Input data:
┄┄┄┄┄┄

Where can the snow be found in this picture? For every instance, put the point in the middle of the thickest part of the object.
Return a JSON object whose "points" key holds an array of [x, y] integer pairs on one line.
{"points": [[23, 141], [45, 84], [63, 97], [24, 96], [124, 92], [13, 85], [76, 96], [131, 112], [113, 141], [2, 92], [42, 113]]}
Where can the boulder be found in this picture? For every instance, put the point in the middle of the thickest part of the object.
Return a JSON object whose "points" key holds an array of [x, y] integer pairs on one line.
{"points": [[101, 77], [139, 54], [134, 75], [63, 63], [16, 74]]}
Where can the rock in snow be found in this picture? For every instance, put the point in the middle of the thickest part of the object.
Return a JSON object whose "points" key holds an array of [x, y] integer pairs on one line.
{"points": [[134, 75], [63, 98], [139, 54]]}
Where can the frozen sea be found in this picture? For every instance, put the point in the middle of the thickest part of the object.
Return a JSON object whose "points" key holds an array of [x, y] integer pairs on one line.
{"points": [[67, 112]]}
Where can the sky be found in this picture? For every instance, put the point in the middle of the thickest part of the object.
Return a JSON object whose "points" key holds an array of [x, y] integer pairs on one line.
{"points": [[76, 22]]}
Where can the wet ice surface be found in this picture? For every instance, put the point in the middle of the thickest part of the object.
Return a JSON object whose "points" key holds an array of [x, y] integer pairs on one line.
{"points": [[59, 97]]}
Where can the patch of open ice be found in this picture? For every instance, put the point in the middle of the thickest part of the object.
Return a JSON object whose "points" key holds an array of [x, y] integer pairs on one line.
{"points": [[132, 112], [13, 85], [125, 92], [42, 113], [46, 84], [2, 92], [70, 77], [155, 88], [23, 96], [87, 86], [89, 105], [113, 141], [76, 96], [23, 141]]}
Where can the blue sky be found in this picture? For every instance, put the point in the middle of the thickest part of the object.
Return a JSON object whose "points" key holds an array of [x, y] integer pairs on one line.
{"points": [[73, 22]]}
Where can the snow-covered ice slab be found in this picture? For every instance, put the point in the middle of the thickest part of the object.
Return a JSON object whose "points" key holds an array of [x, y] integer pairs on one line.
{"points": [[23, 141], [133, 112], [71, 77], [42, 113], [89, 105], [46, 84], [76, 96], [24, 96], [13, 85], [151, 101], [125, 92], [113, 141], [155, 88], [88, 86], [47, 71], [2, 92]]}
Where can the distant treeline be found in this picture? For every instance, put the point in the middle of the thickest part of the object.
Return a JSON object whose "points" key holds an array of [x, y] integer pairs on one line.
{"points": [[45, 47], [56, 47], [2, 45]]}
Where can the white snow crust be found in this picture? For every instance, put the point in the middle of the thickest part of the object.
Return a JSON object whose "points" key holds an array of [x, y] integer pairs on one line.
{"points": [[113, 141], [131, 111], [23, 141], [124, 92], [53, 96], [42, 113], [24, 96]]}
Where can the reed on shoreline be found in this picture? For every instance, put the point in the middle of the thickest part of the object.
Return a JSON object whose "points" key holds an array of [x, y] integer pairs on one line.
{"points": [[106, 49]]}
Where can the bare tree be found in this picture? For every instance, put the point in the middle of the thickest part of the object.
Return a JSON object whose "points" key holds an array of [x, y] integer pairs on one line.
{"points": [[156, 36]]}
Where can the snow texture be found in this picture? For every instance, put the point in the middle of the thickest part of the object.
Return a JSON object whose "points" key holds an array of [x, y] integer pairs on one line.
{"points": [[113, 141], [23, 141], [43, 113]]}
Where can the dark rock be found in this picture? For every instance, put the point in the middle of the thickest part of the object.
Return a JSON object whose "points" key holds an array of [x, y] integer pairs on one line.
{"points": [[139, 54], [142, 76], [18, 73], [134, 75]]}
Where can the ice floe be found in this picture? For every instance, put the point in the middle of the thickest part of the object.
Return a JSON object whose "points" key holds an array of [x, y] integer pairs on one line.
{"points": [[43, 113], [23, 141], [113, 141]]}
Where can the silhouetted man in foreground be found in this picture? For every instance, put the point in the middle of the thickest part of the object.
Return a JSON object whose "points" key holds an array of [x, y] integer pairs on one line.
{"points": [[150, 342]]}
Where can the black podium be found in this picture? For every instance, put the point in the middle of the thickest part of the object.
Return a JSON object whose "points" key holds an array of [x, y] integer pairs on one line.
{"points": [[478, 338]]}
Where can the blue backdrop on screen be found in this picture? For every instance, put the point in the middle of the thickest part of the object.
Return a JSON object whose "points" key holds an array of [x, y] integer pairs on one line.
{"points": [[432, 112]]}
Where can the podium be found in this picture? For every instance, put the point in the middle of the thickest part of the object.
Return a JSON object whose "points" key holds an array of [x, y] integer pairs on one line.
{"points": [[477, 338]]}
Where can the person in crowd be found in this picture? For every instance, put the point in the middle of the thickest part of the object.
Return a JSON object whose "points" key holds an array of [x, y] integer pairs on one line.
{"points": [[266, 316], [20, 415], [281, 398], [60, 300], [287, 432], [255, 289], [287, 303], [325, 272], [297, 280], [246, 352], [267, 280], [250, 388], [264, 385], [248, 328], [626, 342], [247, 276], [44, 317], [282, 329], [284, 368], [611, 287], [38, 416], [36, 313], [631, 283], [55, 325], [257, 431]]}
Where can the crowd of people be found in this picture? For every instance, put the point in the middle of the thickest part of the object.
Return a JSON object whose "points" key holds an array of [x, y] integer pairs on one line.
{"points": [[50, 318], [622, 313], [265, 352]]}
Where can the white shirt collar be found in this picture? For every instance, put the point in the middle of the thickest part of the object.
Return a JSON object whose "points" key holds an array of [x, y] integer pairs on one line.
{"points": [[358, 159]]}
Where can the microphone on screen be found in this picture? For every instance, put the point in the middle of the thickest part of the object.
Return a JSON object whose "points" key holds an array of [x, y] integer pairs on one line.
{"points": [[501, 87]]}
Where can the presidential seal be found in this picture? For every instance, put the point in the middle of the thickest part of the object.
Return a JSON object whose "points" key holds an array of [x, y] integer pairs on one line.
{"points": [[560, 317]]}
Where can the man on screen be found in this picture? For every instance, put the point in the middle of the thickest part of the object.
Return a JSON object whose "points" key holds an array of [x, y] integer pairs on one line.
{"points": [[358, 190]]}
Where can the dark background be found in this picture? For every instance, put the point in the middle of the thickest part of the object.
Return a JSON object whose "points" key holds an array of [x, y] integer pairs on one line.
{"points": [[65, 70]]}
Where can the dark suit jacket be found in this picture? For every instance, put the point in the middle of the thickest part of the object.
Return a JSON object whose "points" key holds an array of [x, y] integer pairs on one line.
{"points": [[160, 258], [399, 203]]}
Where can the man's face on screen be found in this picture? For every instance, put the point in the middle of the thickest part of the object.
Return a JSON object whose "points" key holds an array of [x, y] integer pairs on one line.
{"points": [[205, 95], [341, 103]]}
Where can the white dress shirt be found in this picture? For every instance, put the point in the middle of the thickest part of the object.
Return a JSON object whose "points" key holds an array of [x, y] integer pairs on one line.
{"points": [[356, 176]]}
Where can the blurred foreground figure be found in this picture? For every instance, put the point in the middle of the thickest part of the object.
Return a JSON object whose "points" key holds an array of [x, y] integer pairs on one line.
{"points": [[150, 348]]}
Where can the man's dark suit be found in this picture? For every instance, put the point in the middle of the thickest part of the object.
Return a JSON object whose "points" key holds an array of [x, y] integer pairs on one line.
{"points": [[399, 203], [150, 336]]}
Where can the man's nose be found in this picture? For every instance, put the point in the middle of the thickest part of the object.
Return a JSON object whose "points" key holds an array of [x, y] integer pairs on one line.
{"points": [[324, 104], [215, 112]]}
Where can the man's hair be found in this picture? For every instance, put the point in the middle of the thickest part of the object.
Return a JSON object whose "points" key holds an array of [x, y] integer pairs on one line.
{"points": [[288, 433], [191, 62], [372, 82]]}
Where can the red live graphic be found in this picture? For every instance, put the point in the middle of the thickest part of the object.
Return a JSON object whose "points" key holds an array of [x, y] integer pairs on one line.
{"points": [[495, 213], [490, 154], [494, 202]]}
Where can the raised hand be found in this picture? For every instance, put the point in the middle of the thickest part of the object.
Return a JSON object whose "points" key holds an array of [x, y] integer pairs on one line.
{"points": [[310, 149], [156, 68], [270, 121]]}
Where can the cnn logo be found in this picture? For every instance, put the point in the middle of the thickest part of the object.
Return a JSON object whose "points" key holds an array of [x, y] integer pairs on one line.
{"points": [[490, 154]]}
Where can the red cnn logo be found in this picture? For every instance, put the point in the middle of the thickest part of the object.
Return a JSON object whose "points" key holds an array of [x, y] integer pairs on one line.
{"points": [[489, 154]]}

┄┄┄┄┄┄

What you have to do: Write down how many lines of the data above carry the word "crowd". Nothing else belongs in the answer.

Solution for this problem: 2